--- REQUIRED WORK ---
Rewrite the records from the line with "locate beige wall -- one point per instance" through the end, changing every "beige" to "tan" and leaving everything else as it is.
====== LISTING ======
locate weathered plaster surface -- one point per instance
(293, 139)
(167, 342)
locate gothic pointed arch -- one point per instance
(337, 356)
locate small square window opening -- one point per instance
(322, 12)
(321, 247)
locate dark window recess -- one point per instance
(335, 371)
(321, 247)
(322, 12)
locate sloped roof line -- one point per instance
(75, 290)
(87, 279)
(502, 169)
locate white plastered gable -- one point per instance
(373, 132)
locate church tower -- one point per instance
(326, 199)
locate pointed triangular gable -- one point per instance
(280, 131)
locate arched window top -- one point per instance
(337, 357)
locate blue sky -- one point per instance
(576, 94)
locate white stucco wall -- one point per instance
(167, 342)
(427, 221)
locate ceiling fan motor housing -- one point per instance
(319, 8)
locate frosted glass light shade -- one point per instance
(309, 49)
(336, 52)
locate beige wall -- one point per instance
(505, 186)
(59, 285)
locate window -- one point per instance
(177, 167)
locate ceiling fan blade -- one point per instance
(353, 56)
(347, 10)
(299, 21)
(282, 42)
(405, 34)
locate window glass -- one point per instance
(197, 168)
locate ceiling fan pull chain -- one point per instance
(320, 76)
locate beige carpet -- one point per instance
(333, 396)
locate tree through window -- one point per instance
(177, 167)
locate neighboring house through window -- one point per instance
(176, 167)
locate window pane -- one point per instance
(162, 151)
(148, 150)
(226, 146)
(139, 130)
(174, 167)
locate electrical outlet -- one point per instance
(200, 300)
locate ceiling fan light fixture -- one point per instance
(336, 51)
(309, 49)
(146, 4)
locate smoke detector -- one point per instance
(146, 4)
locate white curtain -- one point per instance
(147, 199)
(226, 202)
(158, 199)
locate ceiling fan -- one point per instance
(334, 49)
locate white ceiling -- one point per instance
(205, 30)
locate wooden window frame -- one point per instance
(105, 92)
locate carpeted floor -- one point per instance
======
--- WORKED SOLUTION ---
locate tan wall -- one point per instance
(505, 186)
(59, 285)
locate window -- one point per instance
(177, 167)
locate ceiling fan blade -- one point per instance
(353, 56)
(347, 10)
(299, 21)
(282, 42)
(405, 34)
locate window glass -- one point per instance
(197, 168)
locate ceiling fan pull chain -- one point per instance
(320, 76)
locate tan carpet -- one point per instance
(333, 396)
locate tree through window -- one point per instance
(177, 167)
locate neighboring house through window -- one point per instance
(176, 167)
locate window pane -- one point per instance
(162, 151)
(148, 150)
(226, 146)
(139, 130)
(174, 167)
locate electrical outlet -- one point per instance
(200, 300)
locate ceiling fan light fixture -- one point per instance
(336, 51)
(309, 49)
(146, 4)
locate smoke detector -- one point per instance
(146, 4)
locate white curtain -- one point per instance
(147, 199)
(226, 202)
(158, 199)
locate ceiling fan -- one point per instance
(334, 49)
locate white ceiling -- one point per instance
(205, 30)
locate wooden window frame -- one point per instance
(105, 92)
locate carpeted floor -- one point per instance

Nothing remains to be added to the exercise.